■ THE TASK
Exactly as given, write out the lines from the one containing "spot the gray ash soil" through the end of the listing, with both ends included and nothing else.

Dataset excerpts on object pointing

=======

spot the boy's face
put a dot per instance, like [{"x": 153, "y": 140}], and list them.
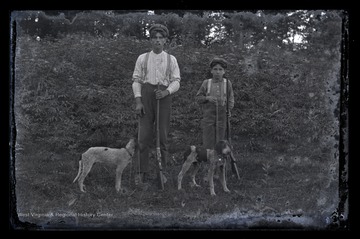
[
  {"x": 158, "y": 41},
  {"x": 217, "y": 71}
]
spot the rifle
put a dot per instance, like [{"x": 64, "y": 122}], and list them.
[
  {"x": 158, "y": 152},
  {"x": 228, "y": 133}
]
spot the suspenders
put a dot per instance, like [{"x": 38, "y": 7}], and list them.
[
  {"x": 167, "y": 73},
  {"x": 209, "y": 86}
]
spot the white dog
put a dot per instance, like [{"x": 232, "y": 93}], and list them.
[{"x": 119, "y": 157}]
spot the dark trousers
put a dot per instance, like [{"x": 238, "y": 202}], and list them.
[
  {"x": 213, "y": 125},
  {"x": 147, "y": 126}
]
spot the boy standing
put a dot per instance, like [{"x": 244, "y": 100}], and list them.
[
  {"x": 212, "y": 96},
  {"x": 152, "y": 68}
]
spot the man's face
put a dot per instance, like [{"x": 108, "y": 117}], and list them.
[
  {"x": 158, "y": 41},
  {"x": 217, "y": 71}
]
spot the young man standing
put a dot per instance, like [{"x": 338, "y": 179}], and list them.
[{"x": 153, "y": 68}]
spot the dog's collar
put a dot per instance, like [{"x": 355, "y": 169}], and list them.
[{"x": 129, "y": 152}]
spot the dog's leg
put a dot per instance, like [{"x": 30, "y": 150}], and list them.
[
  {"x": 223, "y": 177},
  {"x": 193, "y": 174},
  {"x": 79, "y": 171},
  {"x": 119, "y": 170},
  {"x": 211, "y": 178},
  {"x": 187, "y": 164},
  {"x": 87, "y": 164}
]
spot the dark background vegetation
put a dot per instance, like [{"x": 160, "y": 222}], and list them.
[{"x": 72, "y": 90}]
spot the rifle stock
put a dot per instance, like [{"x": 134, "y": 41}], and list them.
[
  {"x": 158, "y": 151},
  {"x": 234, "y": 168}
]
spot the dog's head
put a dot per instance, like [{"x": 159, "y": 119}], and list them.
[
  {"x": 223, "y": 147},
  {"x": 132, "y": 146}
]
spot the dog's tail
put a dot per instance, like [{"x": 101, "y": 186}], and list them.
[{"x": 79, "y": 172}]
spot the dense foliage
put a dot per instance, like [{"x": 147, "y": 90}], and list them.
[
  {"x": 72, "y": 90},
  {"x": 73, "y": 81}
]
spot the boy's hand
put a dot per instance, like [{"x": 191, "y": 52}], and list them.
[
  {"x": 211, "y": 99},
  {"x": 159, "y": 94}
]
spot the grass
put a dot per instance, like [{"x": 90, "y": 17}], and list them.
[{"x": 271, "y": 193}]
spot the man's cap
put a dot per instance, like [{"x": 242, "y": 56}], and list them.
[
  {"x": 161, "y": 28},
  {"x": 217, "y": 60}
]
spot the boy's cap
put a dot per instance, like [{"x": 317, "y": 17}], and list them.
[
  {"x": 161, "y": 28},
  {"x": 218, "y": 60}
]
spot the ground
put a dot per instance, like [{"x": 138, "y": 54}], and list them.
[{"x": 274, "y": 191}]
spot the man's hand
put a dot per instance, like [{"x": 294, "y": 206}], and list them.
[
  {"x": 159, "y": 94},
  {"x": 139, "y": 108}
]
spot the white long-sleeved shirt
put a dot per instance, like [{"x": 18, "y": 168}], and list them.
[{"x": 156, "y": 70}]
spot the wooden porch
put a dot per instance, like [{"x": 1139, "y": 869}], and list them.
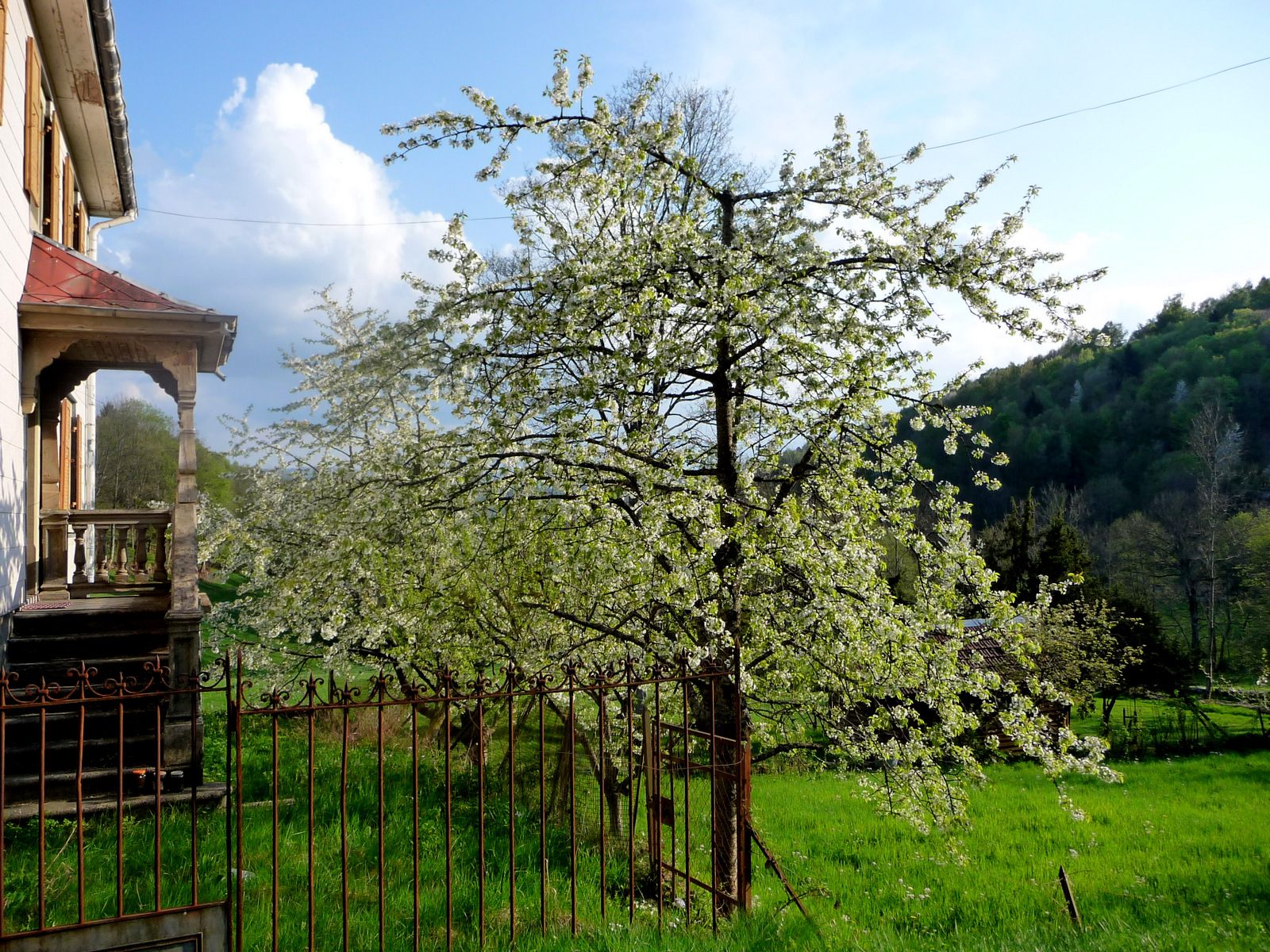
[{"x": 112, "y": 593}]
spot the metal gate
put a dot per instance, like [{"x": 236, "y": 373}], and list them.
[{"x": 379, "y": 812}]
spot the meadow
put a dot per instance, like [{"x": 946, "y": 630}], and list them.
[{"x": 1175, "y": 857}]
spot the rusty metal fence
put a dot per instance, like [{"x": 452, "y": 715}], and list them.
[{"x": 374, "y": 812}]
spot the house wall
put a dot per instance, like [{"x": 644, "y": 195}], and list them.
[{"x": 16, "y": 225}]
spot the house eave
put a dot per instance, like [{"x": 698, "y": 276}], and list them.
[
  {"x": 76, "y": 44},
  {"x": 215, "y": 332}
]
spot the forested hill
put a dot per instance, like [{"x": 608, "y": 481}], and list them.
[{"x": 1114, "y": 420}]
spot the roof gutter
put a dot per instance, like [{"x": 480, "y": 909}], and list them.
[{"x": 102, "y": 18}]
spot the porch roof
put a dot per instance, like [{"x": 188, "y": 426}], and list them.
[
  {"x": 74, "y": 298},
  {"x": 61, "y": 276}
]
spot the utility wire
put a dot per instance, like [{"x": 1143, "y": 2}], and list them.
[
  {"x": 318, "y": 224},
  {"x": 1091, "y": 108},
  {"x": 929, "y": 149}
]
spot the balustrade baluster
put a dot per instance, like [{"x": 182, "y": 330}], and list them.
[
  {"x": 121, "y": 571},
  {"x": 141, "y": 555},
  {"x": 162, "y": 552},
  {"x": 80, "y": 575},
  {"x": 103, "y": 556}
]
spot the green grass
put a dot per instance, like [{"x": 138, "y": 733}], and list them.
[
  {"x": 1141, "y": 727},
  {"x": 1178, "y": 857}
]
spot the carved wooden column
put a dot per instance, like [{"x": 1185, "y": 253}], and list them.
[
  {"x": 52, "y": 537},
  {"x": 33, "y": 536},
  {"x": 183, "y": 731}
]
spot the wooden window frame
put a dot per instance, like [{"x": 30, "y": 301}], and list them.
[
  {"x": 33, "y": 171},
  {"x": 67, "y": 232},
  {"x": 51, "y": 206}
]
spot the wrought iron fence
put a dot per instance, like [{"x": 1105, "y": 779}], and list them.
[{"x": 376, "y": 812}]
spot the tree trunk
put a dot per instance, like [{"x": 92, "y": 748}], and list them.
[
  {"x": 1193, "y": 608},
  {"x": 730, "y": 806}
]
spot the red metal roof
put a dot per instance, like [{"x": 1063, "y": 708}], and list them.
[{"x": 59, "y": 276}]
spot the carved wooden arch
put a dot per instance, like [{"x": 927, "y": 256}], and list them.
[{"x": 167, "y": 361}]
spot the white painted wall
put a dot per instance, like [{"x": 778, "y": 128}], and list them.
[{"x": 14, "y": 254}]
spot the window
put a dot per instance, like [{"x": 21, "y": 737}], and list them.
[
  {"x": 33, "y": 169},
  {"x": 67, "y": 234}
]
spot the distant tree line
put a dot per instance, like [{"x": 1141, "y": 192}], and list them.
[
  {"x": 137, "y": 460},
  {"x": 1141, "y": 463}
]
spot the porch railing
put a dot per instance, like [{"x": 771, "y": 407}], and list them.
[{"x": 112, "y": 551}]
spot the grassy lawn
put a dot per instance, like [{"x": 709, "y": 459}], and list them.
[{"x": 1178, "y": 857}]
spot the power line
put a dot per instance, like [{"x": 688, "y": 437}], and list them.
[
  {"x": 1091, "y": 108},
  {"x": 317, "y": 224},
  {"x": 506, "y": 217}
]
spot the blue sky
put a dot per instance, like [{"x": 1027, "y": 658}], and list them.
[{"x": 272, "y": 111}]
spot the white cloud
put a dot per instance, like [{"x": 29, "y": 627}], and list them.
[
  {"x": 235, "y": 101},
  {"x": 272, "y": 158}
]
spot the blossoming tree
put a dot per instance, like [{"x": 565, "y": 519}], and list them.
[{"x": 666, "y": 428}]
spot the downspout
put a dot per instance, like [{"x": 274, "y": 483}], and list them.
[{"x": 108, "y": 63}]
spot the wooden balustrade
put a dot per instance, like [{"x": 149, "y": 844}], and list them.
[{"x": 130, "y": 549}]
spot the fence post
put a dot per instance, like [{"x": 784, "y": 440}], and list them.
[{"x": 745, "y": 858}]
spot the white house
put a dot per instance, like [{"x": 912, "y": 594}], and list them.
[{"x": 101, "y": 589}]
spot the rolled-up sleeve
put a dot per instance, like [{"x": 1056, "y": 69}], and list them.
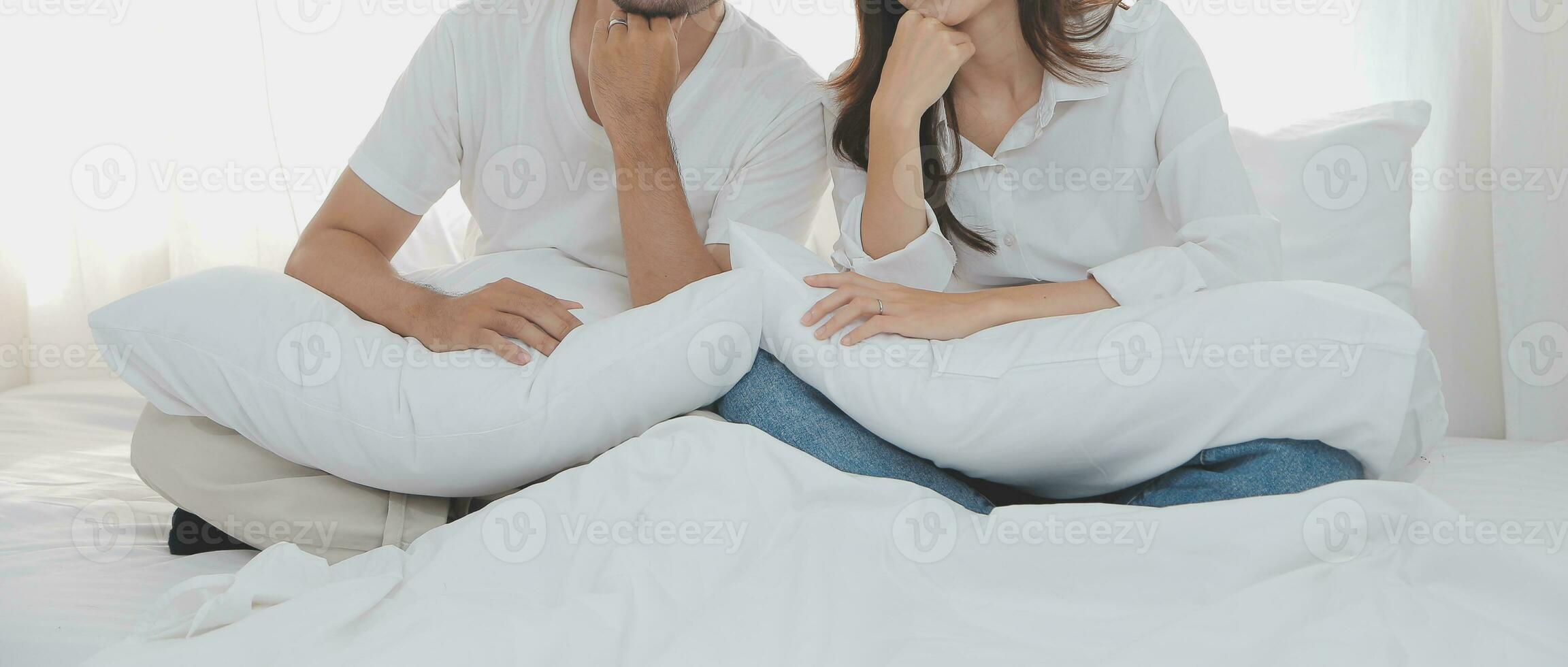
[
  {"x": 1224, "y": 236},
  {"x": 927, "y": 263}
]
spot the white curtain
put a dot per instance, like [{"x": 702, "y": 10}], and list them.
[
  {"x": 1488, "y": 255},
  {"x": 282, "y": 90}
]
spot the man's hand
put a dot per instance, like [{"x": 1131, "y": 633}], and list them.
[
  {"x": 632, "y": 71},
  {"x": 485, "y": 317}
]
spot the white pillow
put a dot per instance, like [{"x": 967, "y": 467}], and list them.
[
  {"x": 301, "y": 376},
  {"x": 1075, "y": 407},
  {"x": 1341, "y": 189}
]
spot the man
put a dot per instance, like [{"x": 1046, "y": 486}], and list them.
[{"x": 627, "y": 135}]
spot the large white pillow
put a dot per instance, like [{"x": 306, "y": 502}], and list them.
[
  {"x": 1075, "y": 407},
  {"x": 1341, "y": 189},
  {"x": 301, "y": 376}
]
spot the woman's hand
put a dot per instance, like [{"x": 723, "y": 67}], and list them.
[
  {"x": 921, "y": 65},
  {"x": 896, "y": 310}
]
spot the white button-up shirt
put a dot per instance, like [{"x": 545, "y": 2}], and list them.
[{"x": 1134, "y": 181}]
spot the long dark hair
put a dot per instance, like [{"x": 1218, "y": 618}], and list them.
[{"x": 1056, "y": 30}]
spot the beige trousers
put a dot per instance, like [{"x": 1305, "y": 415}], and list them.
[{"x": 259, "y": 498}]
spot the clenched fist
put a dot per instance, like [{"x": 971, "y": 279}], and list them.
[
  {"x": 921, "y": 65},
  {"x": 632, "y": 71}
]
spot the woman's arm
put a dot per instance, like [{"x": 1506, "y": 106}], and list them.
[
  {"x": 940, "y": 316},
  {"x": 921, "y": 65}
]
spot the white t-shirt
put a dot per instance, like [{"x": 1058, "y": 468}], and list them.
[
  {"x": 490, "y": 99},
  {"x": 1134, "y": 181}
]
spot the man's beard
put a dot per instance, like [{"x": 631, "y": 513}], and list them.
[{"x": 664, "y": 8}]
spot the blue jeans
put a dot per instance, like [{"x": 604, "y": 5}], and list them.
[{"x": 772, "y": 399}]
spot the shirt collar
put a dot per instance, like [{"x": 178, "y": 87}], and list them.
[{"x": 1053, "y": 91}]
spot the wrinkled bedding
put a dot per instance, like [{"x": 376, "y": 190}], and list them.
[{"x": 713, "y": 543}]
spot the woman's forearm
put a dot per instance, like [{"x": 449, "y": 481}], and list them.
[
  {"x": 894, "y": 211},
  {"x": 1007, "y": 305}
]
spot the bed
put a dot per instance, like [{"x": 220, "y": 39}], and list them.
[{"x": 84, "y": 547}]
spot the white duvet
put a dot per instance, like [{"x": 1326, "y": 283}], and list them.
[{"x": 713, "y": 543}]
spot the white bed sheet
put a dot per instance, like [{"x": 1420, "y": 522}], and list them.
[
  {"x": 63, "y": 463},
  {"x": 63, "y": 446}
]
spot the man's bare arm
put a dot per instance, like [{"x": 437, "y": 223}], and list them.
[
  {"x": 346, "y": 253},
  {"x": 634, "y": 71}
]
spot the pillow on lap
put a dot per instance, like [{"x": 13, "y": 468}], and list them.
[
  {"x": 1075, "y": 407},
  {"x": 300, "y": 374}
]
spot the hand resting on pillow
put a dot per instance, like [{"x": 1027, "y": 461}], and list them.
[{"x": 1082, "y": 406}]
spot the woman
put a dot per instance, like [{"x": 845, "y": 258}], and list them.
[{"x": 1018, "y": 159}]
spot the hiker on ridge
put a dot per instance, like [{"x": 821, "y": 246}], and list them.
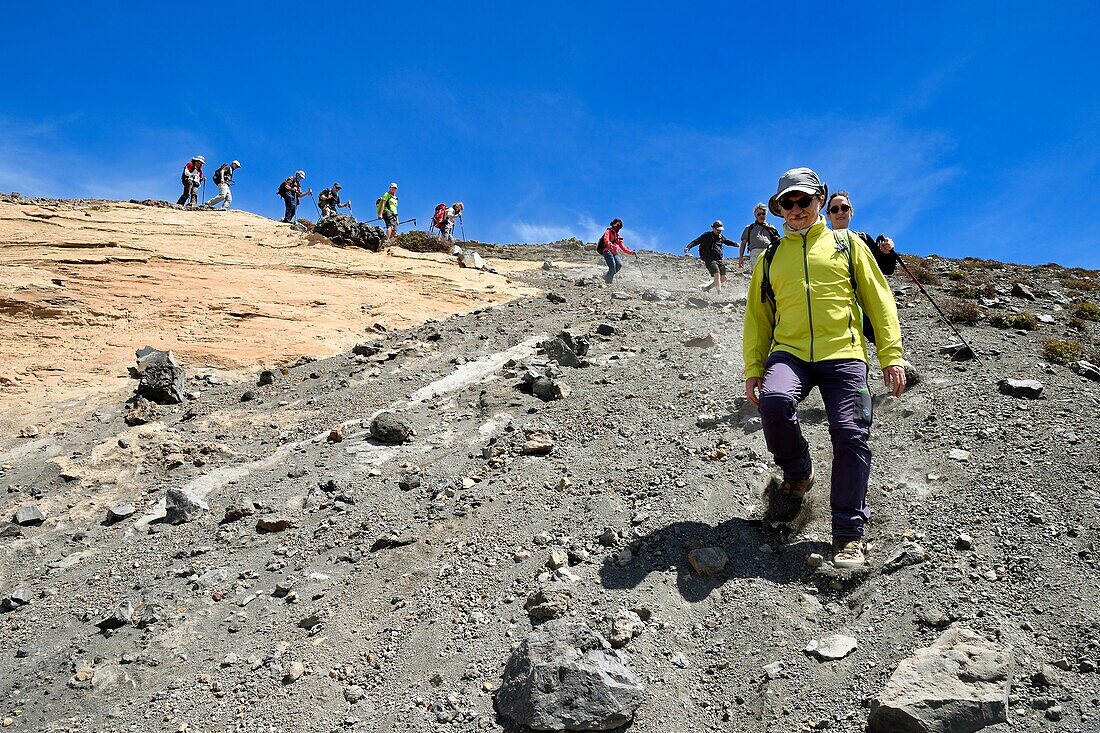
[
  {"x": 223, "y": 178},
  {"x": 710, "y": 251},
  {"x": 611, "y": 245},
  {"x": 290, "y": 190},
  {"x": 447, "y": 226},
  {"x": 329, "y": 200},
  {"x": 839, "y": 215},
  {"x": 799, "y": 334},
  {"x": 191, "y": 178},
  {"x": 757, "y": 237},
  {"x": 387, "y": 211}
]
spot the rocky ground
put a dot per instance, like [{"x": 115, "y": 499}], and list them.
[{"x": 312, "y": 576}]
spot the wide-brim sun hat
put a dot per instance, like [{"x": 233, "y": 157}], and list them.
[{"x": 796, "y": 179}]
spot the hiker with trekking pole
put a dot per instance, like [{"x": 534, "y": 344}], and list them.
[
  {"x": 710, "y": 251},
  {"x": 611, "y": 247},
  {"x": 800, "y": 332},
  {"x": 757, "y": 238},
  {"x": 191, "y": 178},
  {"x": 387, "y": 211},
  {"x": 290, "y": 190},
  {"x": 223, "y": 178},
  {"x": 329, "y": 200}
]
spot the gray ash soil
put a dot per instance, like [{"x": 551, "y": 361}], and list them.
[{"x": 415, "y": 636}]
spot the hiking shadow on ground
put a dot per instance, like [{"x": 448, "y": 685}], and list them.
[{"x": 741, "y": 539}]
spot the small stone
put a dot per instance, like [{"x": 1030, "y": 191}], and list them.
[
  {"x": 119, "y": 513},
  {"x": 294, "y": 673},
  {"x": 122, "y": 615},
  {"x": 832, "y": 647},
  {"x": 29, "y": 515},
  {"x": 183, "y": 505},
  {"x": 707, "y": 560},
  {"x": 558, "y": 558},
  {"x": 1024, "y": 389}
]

=======

■ FULL RESPONSE
spot the gray ash soil
put a dot per instance, like [{"x": 551, "y": 361}], and list them.
[{"x": 415, "y": 636}]
spot the hiking shadow on ground
put a dot per instance, like [{"x": 448, "y": 685}], and list them.
[{"x": 741, "y": 539}]
spot the small stone
put a dot per instance, like [{"x": 1030, "y": 191}], and list them.
[
  {"x": 119, "y": 513},
  {"x": 294, "y": 673},
  {"x": 122, "y": 615},
  {"x": 832, "y": 647},
  {"x": 29, "y": 515},
  {"x": 183, "y": 505},
  {"x": 707, "y": 560},
  {"x": 558, "y": 558},
  {"x": 1024, "y": 389}
]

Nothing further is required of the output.